TO BE DONE | Restate, word for word, every line of the data.

Named-object pointing records
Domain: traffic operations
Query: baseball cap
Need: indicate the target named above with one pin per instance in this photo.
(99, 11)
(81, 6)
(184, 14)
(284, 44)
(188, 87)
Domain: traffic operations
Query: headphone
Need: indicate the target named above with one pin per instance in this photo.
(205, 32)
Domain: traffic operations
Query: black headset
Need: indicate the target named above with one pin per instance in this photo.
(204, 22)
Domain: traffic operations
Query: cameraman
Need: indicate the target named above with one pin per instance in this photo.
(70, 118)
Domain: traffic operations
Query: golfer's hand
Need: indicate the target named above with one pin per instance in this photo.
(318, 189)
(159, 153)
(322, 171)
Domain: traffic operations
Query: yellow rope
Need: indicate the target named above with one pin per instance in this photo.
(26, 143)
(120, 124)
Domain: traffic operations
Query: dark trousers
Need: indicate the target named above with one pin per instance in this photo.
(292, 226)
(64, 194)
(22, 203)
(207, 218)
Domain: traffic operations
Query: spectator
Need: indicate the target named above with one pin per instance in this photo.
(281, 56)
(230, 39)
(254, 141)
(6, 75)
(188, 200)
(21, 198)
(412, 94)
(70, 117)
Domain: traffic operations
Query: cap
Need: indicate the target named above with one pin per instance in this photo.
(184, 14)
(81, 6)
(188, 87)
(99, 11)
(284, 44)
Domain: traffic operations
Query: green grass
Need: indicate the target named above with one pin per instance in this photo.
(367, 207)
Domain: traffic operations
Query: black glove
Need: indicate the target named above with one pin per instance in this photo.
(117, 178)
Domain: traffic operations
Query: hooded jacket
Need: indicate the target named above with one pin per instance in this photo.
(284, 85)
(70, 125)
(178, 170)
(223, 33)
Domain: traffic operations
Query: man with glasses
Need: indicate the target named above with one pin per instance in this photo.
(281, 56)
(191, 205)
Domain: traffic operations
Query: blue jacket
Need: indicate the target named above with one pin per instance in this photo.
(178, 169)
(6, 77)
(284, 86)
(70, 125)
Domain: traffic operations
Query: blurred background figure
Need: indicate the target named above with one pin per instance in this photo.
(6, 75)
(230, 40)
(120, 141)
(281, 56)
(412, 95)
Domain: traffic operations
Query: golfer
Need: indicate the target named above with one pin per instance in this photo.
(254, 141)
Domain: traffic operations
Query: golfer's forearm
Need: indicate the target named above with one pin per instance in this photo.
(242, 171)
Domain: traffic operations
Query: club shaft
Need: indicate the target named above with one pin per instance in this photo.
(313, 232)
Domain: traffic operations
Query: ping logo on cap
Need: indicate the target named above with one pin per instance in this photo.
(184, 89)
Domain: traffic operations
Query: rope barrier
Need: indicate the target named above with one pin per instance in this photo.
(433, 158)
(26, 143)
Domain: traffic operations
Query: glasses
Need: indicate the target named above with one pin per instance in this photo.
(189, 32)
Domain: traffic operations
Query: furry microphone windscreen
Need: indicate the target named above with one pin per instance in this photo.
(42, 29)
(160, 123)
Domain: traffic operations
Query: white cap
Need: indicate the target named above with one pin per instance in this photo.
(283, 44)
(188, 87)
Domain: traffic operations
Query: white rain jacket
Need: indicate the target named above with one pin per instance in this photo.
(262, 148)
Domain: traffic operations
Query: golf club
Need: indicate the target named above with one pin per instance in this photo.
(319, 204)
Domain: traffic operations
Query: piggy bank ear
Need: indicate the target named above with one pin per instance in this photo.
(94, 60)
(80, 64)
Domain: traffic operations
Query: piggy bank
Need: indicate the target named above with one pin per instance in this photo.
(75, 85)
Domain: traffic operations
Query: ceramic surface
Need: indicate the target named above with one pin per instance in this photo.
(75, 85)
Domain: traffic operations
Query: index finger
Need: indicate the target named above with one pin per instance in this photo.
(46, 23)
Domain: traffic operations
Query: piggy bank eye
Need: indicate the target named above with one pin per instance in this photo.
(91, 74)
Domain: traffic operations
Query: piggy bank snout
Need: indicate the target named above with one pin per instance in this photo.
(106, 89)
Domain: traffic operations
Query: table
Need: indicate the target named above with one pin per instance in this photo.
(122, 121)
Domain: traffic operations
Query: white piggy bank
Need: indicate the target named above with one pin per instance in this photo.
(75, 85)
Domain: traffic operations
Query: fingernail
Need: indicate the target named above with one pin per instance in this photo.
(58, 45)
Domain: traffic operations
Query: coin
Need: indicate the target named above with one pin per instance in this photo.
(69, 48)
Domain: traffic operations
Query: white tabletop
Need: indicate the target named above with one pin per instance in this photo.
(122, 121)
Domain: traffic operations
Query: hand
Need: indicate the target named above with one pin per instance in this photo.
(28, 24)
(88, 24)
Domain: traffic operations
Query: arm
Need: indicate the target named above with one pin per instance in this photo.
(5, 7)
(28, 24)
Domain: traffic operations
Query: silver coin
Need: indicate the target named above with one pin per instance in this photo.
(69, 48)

FINISHED TASK |
Domain: traffic operations
Query: baseball cap
Need: indicate the target named above with one pin per instance in this photo.
(99, 11)
(81, 6)
(184, 14)
(284, 44)
(188, 87)
Domain: traffic operations
Query: headphone
Need: indicate the target named above with one pin per instance in this photo.
(205, 32)
Domain: traffic operations
Query: black headset
Need: indicate the target named above with one pin per instance in this photo.
(204, 22)
Domain: traffic operations
Query: cameraman
Need: indicate the target named above with one pin per instance in this photo.
(70, 118)
Domain: traffic operations
Query: golfer's hand
Need: indicate the target named above with one pin per instance in this photo.
(318, 189)
(159, 153)
(322, 171)
Domain: traffic operations
Query: yellow rope
Need: indicate the target named above with one pin per instance in this photo.
(26, 143)
(120, 124)
Domain: traffic operations
Query: dark trousers
Need: indicate the target named above with one pin per instance in this photo.
(292, 226)
(64, 194)
(22, 203)
(207, 218)
Domain: traffic operations
Query: spectator
Need: indicate the target named above with one pin per instance in this photo.
(281, 56)
(230, 39)
(254, 141)
(6, 75)
(188, 200)
(21, 198)
(412, 94)
(70, 117)
Domain: traffic operations
Query: cap
Need: indicate the target named above with one pin per instance in this photo.
(184, 14)
(81, 6)
(188, 87)
(99, 11)
(284, 44)
Domain: traffic operations
Query: green grass
Need: indicate the target named above with one pin per instance in this photo.
(367, 207)
Domain: traffic operations
Query: black glove
Need: indicate the target named above with one pin per instance in this photo.
(117, 178)
Domain: traffic operations
Query: hooded jacket
Need: indicate the target named above with one pin per instance in this photo.
(284, 85)
(70, 125)
(178, 170)
(223, 33)
Domain: traffic operations
Query: man with glasses
Need: indicate the target named above with one pin per instance in this photo.
(281, 56)
(191, 205)
Domain: traffic operations
Query: blue jacket
Need: indicate the target named above with one pin per instance in this photo.
(178, 169)
(6, 77)
(284, 86)
(70, 125)
Domain: traffic operations
Query: blurred background figure
Need: indicate the target named above with one pin per instance in this photo.
(6, 75)
(230, 40)
(120, 141)
(281, 56)
(412, 95)
Domain: traffic operations
Query: golfer
Need: indicate the target named above with one pin per instance in this photo.
(254, 141)
Domain: traffic operations
Query: golfer's forearm
Need: indicate the target named above with one pin per instance in this photo.
(242, 171)
Domain: traffic operations
Query: club shaft
Need: indicate the target named above with one pin per instance in this photo.
(313, 232)
Domain: traffic operations
Query: ping logo on cap
Need: indicate the target named above with one pin per instance in this photo.
(184, 89)
Domain: traffic operations
Query: rope barrier
Need: indicate the target named above with one pin per instance in this photo.
(433, 158)
(26, 143)
Domain: traffic operations
Query: glasses
Need: indicate the target named above with one pin per instance in this photo.
(189, 32)
Domain: traffic operations
Query: furry microphone windscreen
Need: indicate the target named above with one pin per instance in this photo.
(42, 29)
(160, 123)
Domain: traffic operations
Query: white cap
Need: indicate the target named above with one pin per instance in this photo.
(283, 44)
(188, 87)
Domain: traffic operations
Query: white rain jacket
Need: indicate the target named above with one pin per instance in this photo.
(262, 148)
Domain: traffic operations
Query: golf club
Need: indicate the target named above with one pin per instance in this photo.
(319, 204)
Domain: traffic operations
Query: piggy bank ear
Need: indicate the target named above with one pin per instance in this photo.
(94, 60)
(80, 64)
Domain: traffic operations
Query: piggy bank
Need: indicate the target named above with one pin per instance in this photo.
(75, 85)
Domain: traffic operations
Query: ceramic surface
Need: indicate the target named above with one pin per instance in this photo.
(75, 85)
Domain: traffic operations
Query: index finger
Need: indicate the target named above with one pin per instance in this photo.
(46, 23)
Domain: traffic operations
Query: piggy bank eye
Need: indicate the target named above with one pin per instance in this photo.
(91, 74)
Domain: traffic operations
Query: piggy bank snout
Need: indicate the target named above with one pin per instance in this photo.
(106, 89)
Domain: traffic operations
Query: table
Need: indicate the target named above with one pin per instance in this photo.
(122, 121)
Domain: traffic operations
Query: white piggy bank
Need: indicate the target named above with one pin per instance in this photo.
(75, 85)
Domain: traffic operations
Query: fingernail
Need: indicate the target named above with one pin per instance in this photo.
(58, 45)
Domain: traffic operations
Query: coin
Need: indicate the target named above with one pin per instance in this photo.
(69, 48)
Domain: traffic operations
Query: white tabletop
Need: indicate the target named above with one pin per instance in this photo.
(122, 121)
Domain: traffic operations
Query: hand
Need: indicate the target named above with one pin per instance in this photo.
(28, 24)
(88, 24)
Domain: traffic operations
Query: arm
Need: indicate the target named above with one pin per instance in this photo.
(5, 7)
(28, 24)
Domain: traffic operations
Query: silver coin
Need: indicate the target named above with one pin per instance in this photo.
(69, 48)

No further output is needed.